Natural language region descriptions
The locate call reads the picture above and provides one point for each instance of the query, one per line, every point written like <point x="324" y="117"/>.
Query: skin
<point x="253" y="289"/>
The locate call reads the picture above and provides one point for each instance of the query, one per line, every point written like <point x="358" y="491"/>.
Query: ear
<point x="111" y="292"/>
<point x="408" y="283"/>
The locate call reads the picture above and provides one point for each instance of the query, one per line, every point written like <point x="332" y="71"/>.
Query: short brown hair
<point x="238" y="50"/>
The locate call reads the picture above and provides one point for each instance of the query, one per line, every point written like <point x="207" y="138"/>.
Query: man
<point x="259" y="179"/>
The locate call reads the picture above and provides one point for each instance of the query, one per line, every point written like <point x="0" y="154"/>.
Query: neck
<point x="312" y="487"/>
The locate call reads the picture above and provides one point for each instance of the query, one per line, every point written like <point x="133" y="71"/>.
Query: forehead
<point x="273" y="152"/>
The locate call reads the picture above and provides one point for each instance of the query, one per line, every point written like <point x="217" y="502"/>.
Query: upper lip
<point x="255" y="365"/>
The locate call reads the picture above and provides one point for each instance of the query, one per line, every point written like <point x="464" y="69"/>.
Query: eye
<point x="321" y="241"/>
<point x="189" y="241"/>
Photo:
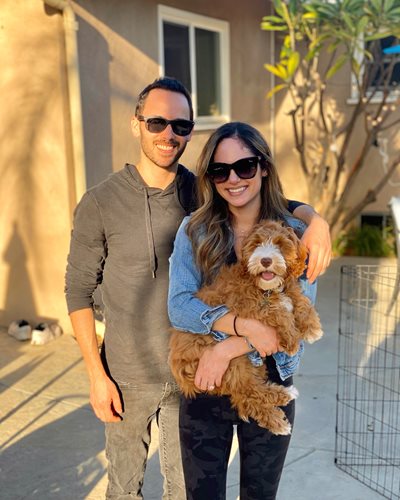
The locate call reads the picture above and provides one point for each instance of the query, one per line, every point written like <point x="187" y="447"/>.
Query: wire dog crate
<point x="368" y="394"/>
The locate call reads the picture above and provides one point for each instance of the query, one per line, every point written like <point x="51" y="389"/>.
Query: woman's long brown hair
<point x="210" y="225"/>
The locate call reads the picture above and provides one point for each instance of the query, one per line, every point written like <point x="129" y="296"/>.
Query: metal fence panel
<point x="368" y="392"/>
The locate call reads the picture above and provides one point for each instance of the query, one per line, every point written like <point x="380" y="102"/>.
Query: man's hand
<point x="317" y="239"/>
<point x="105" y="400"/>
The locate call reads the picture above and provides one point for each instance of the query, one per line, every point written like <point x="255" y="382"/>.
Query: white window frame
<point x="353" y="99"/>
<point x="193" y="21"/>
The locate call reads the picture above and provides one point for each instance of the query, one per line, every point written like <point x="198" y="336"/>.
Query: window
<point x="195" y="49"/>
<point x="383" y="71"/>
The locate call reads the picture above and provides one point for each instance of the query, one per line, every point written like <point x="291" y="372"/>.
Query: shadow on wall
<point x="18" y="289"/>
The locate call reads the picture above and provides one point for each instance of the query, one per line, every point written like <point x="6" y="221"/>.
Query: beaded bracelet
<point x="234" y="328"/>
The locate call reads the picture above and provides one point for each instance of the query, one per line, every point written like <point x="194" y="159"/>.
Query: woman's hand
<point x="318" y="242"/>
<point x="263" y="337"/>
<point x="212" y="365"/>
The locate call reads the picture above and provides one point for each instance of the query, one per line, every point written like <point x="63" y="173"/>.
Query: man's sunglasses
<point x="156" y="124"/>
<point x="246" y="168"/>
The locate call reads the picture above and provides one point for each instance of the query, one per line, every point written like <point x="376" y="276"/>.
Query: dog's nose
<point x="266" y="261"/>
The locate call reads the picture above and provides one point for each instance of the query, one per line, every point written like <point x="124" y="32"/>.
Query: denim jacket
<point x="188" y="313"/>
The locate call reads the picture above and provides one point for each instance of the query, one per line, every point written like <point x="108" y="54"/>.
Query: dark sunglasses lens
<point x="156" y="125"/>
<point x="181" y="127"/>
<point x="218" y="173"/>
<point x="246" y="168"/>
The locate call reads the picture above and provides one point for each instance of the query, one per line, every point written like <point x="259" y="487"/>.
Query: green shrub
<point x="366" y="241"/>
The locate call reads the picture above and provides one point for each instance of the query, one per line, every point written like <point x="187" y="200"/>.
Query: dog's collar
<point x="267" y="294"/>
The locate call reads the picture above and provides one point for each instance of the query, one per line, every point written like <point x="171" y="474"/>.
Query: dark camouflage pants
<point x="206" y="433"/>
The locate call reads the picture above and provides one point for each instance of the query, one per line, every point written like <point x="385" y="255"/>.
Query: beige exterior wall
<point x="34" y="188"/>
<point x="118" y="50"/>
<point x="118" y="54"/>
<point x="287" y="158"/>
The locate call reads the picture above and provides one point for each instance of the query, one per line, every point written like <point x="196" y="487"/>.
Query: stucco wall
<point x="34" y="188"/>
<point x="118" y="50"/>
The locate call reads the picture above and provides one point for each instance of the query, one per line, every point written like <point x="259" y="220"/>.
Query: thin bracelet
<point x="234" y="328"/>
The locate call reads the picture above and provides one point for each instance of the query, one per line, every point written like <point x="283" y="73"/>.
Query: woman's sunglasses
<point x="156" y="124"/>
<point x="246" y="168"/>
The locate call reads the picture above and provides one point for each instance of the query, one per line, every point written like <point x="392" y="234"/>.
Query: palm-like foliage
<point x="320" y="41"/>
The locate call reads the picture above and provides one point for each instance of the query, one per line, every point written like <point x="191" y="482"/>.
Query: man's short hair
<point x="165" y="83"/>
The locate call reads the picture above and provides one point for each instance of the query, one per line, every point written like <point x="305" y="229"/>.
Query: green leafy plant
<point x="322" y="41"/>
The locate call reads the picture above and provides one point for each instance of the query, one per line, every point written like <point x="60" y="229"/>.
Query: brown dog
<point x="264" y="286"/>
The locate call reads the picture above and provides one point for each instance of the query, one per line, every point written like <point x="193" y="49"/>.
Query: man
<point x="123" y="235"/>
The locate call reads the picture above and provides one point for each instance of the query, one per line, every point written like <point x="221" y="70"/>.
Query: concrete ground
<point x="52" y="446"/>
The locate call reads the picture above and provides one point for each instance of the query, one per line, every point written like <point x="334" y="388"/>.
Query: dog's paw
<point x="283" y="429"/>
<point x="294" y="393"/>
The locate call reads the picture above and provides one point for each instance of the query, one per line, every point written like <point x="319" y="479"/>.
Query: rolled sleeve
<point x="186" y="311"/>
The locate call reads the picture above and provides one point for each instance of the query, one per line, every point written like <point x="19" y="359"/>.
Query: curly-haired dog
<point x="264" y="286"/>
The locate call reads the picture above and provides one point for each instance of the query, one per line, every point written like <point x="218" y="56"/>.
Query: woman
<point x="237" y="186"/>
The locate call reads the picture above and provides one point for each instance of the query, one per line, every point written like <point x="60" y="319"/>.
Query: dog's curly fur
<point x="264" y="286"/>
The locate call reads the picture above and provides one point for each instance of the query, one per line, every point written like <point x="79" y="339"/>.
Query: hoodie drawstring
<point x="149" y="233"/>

--

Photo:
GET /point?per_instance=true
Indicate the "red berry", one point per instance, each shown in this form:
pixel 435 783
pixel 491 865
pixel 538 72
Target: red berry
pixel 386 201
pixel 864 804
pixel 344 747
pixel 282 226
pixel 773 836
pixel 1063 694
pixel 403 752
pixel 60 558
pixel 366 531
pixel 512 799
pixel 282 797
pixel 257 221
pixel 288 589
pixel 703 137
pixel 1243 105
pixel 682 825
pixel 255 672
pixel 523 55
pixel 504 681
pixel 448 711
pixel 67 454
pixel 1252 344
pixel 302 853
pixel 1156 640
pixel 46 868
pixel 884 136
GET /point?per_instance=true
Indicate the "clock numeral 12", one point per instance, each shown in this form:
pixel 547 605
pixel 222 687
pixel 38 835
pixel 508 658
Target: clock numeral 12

> **Task details**: All lines that contain the word "this" must be copied from the records above.

> **Solution**:
Indicate the "red berry", one point per instance, each shown in this form:
Indicate the "clock numeral 12", one point per instance, each shown in this form:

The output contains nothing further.